RECORDS FOR THIS TASK →
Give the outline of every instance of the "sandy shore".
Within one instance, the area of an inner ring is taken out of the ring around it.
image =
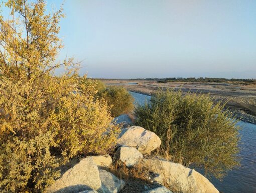
[[[239,120],[256,124],[256,86],[229,83],[158,83],[152,80],[101,80],[107,86],[119,86],[127,90],[150,95],[159,88],[181,89],[209,94],[216,101],[227,102],[226,107]]]

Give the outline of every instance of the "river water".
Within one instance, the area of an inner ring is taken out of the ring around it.
[[[135,98],[135,104],[143,104],[150,99],[150,96],[130,92]],[[239,153],[241,157],[241,166],[230,171],[220,181],[214,178],[210,181],[220,191],[224,193],[256,192],[256,125],[239,121],[242,128],[242,148]],[[198,170],[199,172],[201,171]]]

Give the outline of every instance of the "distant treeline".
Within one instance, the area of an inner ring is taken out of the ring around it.
[[[132,80],[132,79],[131,79]],[[234,79],[232,78],[230,79],[224,78],[146,78],[146,79],[136,79],[132,80],[153,80],[157,81],[160,83],[167,83],[167,82],[200,82],[200,83],[237,83],[239,84],[256,84],[256,80],[253,79]]]

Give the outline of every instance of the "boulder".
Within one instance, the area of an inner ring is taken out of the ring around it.
[[[158,159],[143,159],[142,163],[150,170],[158,173],[164,181],[173,188],[173,191],[182,192],[219,193],[219,191],[203,175],[179,163]]]
[[[112,158],[108,154],[105,155],[92,156],[94,163],[98,166],[109,167],[112,163]]]
[[[121,115],[114,119],[114,121],[117,124],[120,124],[123,128],[130,127],[134,125],[131,118],[126,114]]]
[[[94,189],[101,192],[98,167],[91,157],[84,158],[48,187],[47,193],[77,193]]]
[[[117,139],[117,145],[135,147],[143,154],[150,154],[161,144],[156,134],[137,126],[122,129]]]
[[[120,147],[115,153],[115,158],[120,159],[127,167],[136,164],[143,157],[142,154],[134,147]]]
[[[167,189],[165,186],[161,186],[150,189],[148,191],[144,191],[143,193],[173,193],[170,190]]]
[[[104,193],[118,193],[124,186],[125,183],[123,180],[104,169],[99,169],[99,176]]]

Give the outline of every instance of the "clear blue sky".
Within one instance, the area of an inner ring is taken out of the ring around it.
[[[48,1],[58,7],[62,1]],[[106,78],[256,78],[256,1],[66,0],[60,35]]]

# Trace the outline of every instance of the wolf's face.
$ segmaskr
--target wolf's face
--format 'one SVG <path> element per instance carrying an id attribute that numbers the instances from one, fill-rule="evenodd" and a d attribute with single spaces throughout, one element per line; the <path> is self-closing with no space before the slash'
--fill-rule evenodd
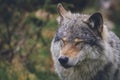
<path id="1" fill-rule="evenodd" d="M 60 25 L 54 43 L 59 43 L 58 61 L 64 68 L 81 65 L 86 60 L 100 59 L 103 52 L 103 19 L 100 13 L 92 16 L 67 12 L 58 5 Z M 57 54 L 57 53 L 56 53 Z"/>

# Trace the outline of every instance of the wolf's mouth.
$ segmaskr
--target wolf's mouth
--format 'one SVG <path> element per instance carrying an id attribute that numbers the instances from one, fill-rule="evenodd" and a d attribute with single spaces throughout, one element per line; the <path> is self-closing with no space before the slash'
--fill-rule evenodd
<path id="1" fill-rule="evenodd" d="M 64 67 L 64 68 L 66 68 L 66 69 L 72 67 L 72 65 L 68 65 L 68 64 L 65 64 L 65 65 L 61 64 L 61 66 Z"/>

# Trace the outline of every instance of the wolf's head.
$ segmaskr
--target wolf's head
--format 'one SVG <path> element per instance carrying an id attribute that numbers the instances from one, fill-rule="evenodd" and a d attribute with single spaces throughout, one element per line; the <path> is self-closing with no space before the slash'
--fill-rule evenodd
<path id="1" fill-rule="evenodd" d="M 74 67 L 84 61 L 98 60 L 103 54 L 103 18 L 93 15 L 72 14 L 58 4 L 59 29 L 55 43 L 60 43 L 58 61 L 65 67 Z"/>

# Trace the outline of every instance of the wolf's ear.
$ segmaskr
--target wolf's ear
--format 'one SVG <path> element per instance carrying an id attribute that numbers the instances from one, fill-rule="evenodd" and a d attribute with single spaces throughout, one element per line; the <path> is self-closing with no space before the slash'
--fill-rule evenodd
<path id="1" fill-rule="evenodd" d="M 59 4 L 57 5 L 57 10 L 58 10 L 58 13 L 59 13 L 59 15 L 60 15 L 60 17 L 58 18 L 58 21 L 61 21 L 61 20 L 63 20 L 64 18 L 70 18 L 70 17 L 71 17 L 71 12 L 65 10 L 65 8 L 62 6 L 61 3 L 59 3 Z"/>
<path id="2" fill-rule="evenodd" d="M 65 15 L 67 14 L 67 10 L 65 10 L 61 3 L 57 5 L 57 9 L 60 17 L 65 17 Z"/>
<path id="3" fill-rule="evenodd" d="M 101 13 L 97 12 L 91 15 L 90 18 L 87 20 L 87 24 L 97 36 L 102 37 L 103 17 Z"/>

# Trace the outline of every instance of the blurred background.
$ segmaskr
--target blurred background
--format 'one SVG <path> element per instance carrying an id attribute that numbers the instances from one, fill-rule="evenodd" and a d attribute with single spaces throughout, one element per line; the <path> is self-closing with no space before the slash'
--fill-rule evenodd
<path id="1" fill-rule="evenodd" d="M 119 0 L 0 0 L 0 80 L 59 80 L 50 53 L 58 3 L 71 12 L 100 11 L 120 37 Z"/>

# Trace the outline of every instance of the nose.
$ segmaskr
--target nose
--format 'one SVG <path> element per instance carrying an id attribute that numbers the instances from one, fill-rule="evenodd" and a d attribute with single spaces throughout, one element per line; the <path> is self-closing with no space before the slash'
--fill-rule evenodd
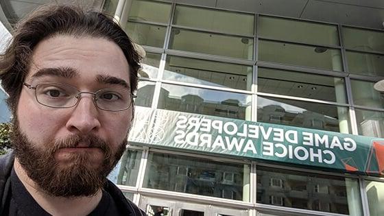
<path id="1" fill-rule="evenodd" d="M 100 128 L 99 113 L 93 103 L 93 95 L 82 96 L 73 108 L 66 127 L 71 132 L 86 134 L 96 132 Z"/>

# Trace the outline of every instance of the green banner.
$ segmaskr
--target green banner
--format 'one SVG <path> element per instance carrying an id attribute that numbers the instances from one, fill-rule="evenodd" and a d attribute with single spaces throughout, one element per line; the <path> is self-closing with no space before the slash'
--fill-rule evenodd
<path id="1" fill-rule="evenodd" d="M 384 171 L 384 139 L 138 108 L 131 143 L 289 163 L 368 175 Z"/>

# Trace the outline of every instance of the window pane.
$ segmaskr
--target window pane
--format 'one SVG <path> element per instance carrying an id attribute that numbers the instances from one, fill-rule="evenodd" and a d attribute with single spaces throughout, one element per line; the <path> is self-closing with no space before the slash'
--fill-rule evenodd
<path id="1" fill-rule="evenodd" d="M 257 202 L 362 215 L 357 180 L 258 167 Z"/>
<path id="2" fill-rule="evenodd" d="M 283 18 L 259 16 L 257 34 L 270 39 L 324 45 L 339 45 L 337 27 Z"/>
<path id="3" fill-rule="evenodd" d="M 173 24 L 237 34 L 254 34 L 254 16 L 211 9 L 177 5 Z"/>
<path id="4" fill-rule="evenodd" d="M 259 59 L 262 61 L 342 71 L 340 50 L 260 40 Z"/>
<path id="5" fill-rule="evenodd" d="M 276 97 L 257 97 L 257 121 L 348 133 L 348 108 Z"/>
<path id="6" fill-rule="evenodd" d="M 136 186 L 141 159 L 141 151 L 125 150 L 108 179 L 117 184 Z"/>
<path id="7" fill-rule="evenodd" d="M 150 153 L 146 170 L 144 187 L 249 201 L 248 165 Z"/>
<path id="8" fill-rule="evenodd" d="M 7 104 L 5 99 L 8 96 L 3 91 L 0 90 L 0 123 L 8 122 L 10 121 L 11 113 Z"/>
<path id="9" fill-rule="evenodd" d="M 384 52 L 384 32 L 344 27 L 343 41 L 346 48 L 361 51 Z"/>
<path id="10" fill-rule="evenodd" d="M 371 216 L 384 215 L 384 182 L 367 181 L 365 188 Z"/>
<path id="11" fill-rule="evenodd" d="M 128 19 L 168 23 L 171 4 L 151 1 L 132 1 Z"/>
<path id="12" fill-rule="evenodd" d="M 258 91 L 346 103 L 344 78 L 259 68 Z"/>
<path id="13" fill-rule="evenodd" d="M 384 76 L 384 55 L 346 51 L 348 69 L 355 74 Z"/>
<path id="14" fill-rule="evenodd" d="M 151 107 L 155 91 L 155 83 L 148 81 L 139 82 L 137 98 L 134 101 L 136 106 Z"/>
<path id="15" fill-rule="evenodd" d="M 250 120 L 251 100 L 250 95 L 164 84 L 158 108 Z"/>
<path id="16" fill-rule="evenodd" d="M 125 32 L 130 38 L 141 45 L 163 47 L 167 27 L 160 25 L 128 22 Z"/>
<path id="17" fill-rule="evenodd" d="M 103 11 L 110 16 L 115 16 L 118 3 L 119 0 L 106 0 L 103 6 Z"/>
<path id="18" fill-rule="evenodd" d="M 245 65 L 168 56 L 163 78 L 203 85 L 250 90 L 252 68 Z"/>
<path id="19" fill-rule="evenodd" d="M 355 109 L 359 134 L 384 138 L 384 112 Z"/>
<path id="20" fill-rule="evenodd" d="M 141 69 L 139 71 L 140 77 L 156 78 L 161 54 L 146 53 L 145 58 L 141 62 Z"/>
<path id="21" fill-rule="evenodd" d="M 368 107 L 384 108 L 384 98 L 382 93 L 376 91 L 374 82 L 361 80 L 350 80 L 353 102 L 356 105 Z"/>
<path id="22" fill-rule="evenodd" d="M 228 57 L 253 58 L 253 39 L 173 28 L 169 49 Z"/>

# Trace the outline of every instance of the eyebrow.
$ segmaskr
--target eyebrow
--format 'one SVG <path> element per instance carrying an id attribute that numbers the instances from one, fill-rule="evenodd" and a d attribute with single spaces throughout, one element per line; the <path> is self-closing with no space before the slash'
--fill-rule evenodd
<path id="1" fill-rule="evenodd" d="M 109 84 L 118 84 L 125 88 L 130 88 L 130 85 L 124 80 L 117 77 L 112 77 L 108 75 L 98 75 L 96 77 L 98 82 Z"/>
<path id="2" fill-rule="evenodd" d="M 71 79 L 78 76 L 79 73 L 70 67 L 45 68 L 38 70 L 32 77 L 37 78 L 46 75 L 54 75 Z"/>

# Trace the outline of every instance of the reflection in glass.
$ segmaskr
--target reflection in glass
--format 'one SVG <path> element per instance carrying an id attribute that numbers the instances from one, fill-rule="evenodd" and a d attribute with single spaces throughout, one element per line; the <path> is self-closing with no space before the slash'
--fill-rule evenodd
<path id="1" fill-rule="evenodd" d="M 163 47 L 167 27 L 160 25 L 128 22 L 125 32 L 131 40 L 141 45 Z"/>
<path id="2" fill-rule="evenodd" d="M 253 58 L 253 39 L 173 28 L 169 49 L 228 57 Z"/>
<path id="3" fill-rule="evenodd" d="M 193 210 L 181 209 L 180 216 L 204 216 L 203 211 L 197 211 Z"/>
<path id="4" fill-rule="evenodd" d="M 256 174 L 259 203 L 361 215 L 357 180 L 263 167 Z"/>
<path id="5" fill-rule="evenodd" d="M 259 16 L 257 34 L 269 39 L 339 45 L 337 27 L 287 19 Z"/>
<path id="6" fill-rule="evenodd" d="M 136 186 L 141 151 L 126 149 L 108 179 L 117 184 Z"/>
<path id="7" fill-rule="evenodd" d="M 140 81 L 138 84 L 137 97 L 134 100 L 134 105 L 151 107 L 154 99 L 155 83 L 148 81 Z"/>
<path id="8" fill-rule="evenodd" d="M 103 11 L 110 16 L 115 16 L 119 0 L 106 0 L 103 5 Z"/>
<path id="9" fill-rule="evenodd" d="M 145 213 L 148 216 L 170 216 L 169 206 L 147 205 Z"/>
<path id="10" fill-rule="evenodd" d="M 168 23 L 171 4 L 151 1 L 132 1 L 129 20 Z"/>
<path id="11" fill-rule="evenodd" d="M 0 89 L 0 123 L 10 121 L 11 113 L 5 102 L 7 95 Z"/>
<path id="12" fill-rule="evenodd" d="M 158 108 L 250 120 L 251 95 L 163 84 Z"/>
<path id="13" fill-rule="evenodd" d="M 141 69 L 139 71 L 139 77 L 156 78 L 161 54 L 147 52 L 145 58 L 141 62 Z"/>
<path id="14" fill-rule="evenodd" d="M 259 67 L 258 91 L 346 103 L 344 80 Z"/>
<path id="15" fill-rule="evenodd" d="M 359 135 L 384 138 L 384 112 L 355 109 Z"/>
<path id="16" fill-rule="evenodd" d="M 330 71 L 343 71 L 340 50 L 322 47 L 260 40 L 259 60 Z"/>
<path id="17" fill-rule="evenodd" d="M 384 108 L 384 95 L 373 88 L 374 82 L 350 80 L 353 102 L 356 105 Z"/>
<path id="18" fill-rule="evenodd" d="M 248 201 L 250 166 L 184 156 L 150 153 L 143 186 L 151 189 Z"/>
<path id="19" fill-rule="evenodd" d="M 250 90 L 252 76 L 252 67 L 168 56 L 163 78 L 203 85 Z"/>
<path id="20" fill-rule="evenodd" d="M 176 5 L 173 24 L 208 31 L 252 36 L 254 34 L 253 14 Z"/>
<path id="21" fill-rule="evenodd" d="M 257 121 L 348 133 L 350 131 L 348 108 L 258 97 Z"/>
<path id="22" fill-rule="evenodd" d="M 384 76 L 384 55 L 346 51 L 350 73 L 372 76 Z"/>
<path id="23" fill-rule="evenodd" d="M 384 32 L 383 32 L 343 27 L 342 32 L 343 42 L 346 48 L 384 52 Z"/>
<path id="24" fill-rule="evenodd" d="M 366 181 L 365 191 L 368 198 L 370 215 L 384 215 L 384 182 Z"/>
<path id="25" fill-rule="evenodd" d="M 134 193 L 131 193 L 131 192 L 125 192 L 125 191 L 122 191 L 123 194 L 124 195 L 124 196 L 125 197 L 125 198 L 127 198 L 128 200 L 133 200 L 133 196 L 134 195 Z"/>

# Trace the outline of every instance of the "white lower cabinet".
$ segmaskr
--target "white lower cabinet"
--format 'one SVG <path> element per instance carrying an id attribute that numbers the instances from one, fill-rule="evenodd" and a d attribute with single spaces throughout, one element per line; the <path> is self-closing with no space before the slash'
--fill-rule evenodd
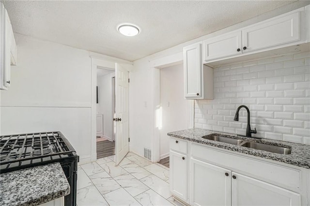
<path id="1" fill-rule="evenodd" d="M 229 170 L 191 159 L 190 204 L 231 206 L 231 174 Z"/>
<path id="2" fill-rule="evenodd" d="M 187 201 L 187 157 L 170 151 L 170 190 L 179 198 Z"/>
<path id="3" fill-rule="evenodd" d="M 232 172 L 232 205 L 300 206 L 300 194 Z"/>
<path id="4" fill-rule="evenodd" d="M 310 205 L 310 170 L 174 138 L 170 142 L 175 143 L 170 191 L 191 206 Z"/>

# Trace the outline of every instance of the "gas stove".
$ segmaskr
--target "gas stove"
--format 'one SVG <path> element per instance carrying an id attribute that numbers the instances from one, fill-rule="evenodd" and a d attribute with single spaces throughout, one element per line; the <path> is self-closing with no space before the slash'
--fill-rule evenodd
<path id="1" fill-rule="evenodd" d="M 70 185 L 65 206 L 76 205 L 78 156 L 60 132 L 0 136 L 0 173 L 59 162 Z"/>

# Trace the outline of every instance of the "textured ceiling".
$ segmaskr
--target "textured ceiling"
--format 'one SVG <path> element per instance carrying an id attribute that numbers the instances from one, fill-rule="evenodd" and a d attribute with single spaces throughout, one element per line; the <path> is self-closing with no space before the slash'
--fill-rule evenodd
<path id="1" fill-rule="evenodd" d="M 1 0 L 14 32 L 134 60 L 294 1 Z M 140 29 L 123 36 L 117 26 Z"/>

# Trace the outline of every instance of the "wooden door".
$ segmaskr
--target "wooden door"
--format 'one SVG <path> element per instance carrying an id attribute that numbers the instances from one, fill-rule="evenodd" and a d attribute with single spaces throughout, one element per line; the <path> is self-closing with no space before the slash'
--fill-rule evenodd
<path id="1" fill-rule="evenodd" d="M 115 63 L 115 164 L 128 153 L 129 147 L 128 72 Z"/>

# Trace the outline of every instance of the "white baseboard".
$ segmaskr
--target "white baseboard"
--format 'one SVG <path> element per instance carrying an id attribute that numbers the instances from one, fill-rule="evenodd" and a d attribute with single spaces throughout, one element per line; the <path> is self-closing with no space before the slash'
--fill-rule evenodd
<path id="1" fill-rule="evenodd" d="M 162 159 L 166 158 L 168 157 L 169 157 L 169 152 L 160 155 L 160 160 L 161 160 Z"/>

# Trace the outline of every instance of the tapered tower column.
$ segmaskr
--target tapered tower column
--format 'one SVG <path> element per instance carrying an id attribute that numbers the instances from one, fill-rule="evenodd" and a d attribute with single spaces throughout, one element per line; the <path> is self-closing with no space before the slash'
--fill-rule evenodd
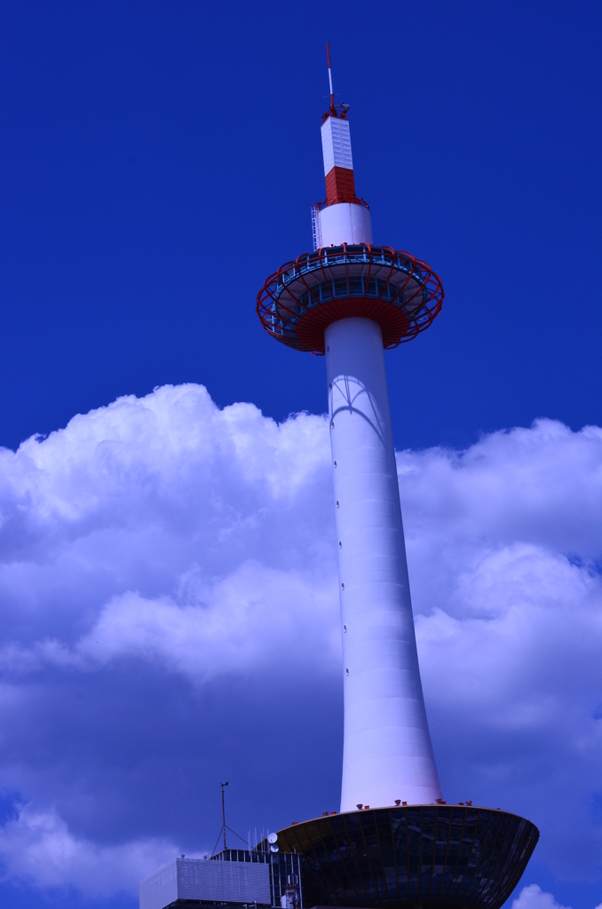
<path id="1" fill-rule="evenodd" d="M 341 811 L 441 798 L 416 649 L 380 325 L 325 334 L 344 654 Z"/>

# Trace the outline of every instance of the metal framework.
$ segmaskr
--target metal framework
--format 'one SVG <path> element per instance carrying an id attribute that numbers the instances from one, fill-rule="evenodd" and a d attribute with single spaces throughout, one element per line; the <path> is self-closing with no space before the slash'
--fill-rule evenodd
<path id="1" fill-rule="evenodd" d="M 324 354 L 331 323 L 372 319 L 388 350 L 428 328 L 444 295 L 438 275 L 409 253 L 343 244 L 282 265 L 259 291 L 257 315 L 276 341 L 312 354 Z"/>
<path id="2" fill-rule="evenodd" d="M 306 905 L 499 909 L 539 831 L 505 811 L 408 805 L 318 817 L 278 832 L 304 856 Z"/>

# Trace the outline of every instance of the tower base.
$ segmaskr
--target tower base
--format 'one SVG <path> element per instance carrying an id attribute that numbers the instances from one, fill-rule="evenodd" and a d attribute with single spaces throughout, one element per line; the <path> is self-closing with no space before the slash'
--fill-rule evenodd
<path id="1" fill-rule="evenodd" d="M 277 842 L 303 856 L 306 906 L 499 909 L 538 839 L 507 812 L 414 804 L 318 817 Z"/>

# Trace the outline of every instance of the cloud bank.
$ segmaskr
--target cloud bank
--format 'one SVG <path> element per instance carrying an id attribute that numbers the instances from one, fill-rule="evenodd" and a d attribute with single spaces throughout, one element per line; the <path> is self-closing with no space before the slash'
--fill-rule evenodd
<path id="1" fill-rule="evenodd" d="M 539 861 L 596 875 L 602 431 L 541 420 L 398 471 L 446 794 L 526 814 Z M 135 892 L 213 847 L 222 768 L 244 834 L 337 807 L 334 540 L 322 416 L 166 386 L 0 451 L 5 880 Z M 555 904 L 533 884 L 531 906 Z"/>

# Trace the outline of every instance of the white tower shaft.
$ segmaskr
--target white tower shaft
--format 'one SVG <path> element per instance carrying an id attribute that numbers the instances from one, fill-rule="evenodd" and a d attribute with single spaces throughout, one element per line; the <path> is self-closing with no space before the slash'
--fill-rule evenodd
<path id="1" fill-rule="evenodd" d="M 369 319 L 325 335 L 343 625 L 341 811 L 441 797 L 425 710 L 383 339 Z"/>

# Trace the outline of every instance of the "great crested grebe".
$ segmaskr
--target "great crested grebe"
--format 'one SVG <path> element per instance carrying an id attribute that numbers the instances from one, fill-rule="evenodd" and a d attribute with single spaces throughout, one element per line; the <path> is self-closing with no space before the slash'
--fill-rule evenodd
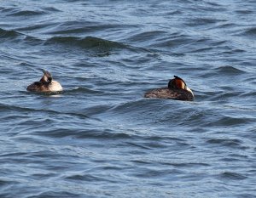
<path id="1" fill-rule="evenodd" d="M 195 99 L 191 89 L 187 87 L 182 78 L 177 76 L 174 76 L 174 78 L 169 81 L 167 88 L 153 89 L 145 93 L 144 97 L 187 101 L 192 101 Z"/>
<path id="2" fill-rule="evenodd" d="M 38 82 L 35 82 L 27 86 L 26 90 L 31 92 L 61 92 L 63 90 L 61 85 L 53 81 L 51 74 L 47 71 L 43 71 L 44 76 Z"/>

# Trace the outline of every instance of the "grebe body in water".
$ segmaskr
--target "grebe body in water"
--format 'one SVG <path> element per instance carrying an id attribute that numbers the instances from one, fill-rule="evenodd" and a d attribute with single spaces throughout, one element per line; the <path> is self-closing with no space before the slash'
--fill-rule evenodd
<path id="1" fill-rule="evenodd" d="M 167 88 L 160 88 L 145 93 L 145 98 L 168 99 L 177 100 L 194 100 L 194 93 L 189 88 L 185 82 L 174 76 L 174 78 L 170 80 Z"/>
<path id="2" fill-rule="evenodd" d="M 44 76 L 38 82 L 35 82 L 26 88 L 31 92 L 61 92 L 63 91 L 61 85 L 54 81 L 51 74 L 47 71 L 43 71 Z"/>

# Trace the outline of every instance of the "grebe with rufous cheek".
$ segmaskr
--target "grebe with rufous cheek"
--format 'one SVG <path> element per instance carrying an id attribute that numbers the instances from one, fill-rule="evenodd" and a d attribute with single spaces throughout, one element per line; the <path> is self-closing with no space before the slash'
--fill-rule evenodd
<path id="1" fill-rule="evenodd" d="M 167 88 L 153 89 L 145 93 L 144 97 L 187 101 L 192 101 L 195 99 L 193 92 L 187 87 L 186 82 L 177 76 L 169 81 Z"/>
<path id="2" fill-rule="evenodd" d="M 26 90 L 30 92 L 61 92 L 61 85 L 54 81 L 51 74 L 47 71 L 43 71 L 44 76 L 38 82 L 35 82 L 27 86 Z"/>

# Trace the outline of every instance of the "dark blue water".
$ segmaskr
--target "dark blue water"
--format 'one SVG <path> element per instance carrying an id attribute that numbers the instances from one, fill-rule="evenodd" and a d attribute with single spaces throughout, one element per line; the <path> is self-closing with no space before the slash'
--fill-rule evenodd
<path id="1" fill-rule="evenodd" d="M 255 197 L 256 2 L 1 1 L 0 197 Z M 50 71 L 62 94 L 27 93 Z M 183 77 L 195 100 L 143 99 Z"/>

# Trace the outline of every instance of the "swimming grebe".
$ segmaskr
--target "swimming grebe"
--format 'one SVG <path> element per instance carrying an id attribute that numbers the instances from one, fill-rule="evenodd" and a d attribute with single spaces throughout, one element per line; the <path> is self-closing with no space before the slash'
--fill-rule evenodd
<path id="1" fill-rule="evenodd" d="M 47 71 L 43 71 L 44 76 L 39 82 L 35 82 L 26 88 L 31 92 L 61 92 L 63 90 L 61 85 L 53 81 L 51 74 Z"/>
<path id="2" fill-rule="evenodd" d="M 191 89 L 187 87 L 182 78 L 177 76 L 174 76 L 174 78 L 169 81 L 168 88 L 151 90 L 145 93 L 144 97 L 188 101 L 194 100 L 194 93 Z"/>

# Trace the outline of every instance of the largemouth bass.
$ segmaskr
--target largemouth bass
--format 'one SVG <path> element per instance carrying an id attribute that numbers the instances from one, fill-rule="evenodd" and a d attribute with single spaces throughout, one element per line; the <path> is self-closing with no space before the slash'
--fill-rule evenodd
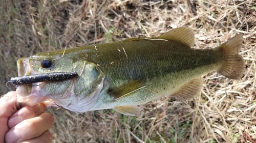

EXERCISE DETAILS → Find each line in the entries above that contains the word "great" and copy it out in full.

EXERCISE RESPONSE →
# Trace the outline of every instance of the "great crested grebe".
--target "great crested grebe"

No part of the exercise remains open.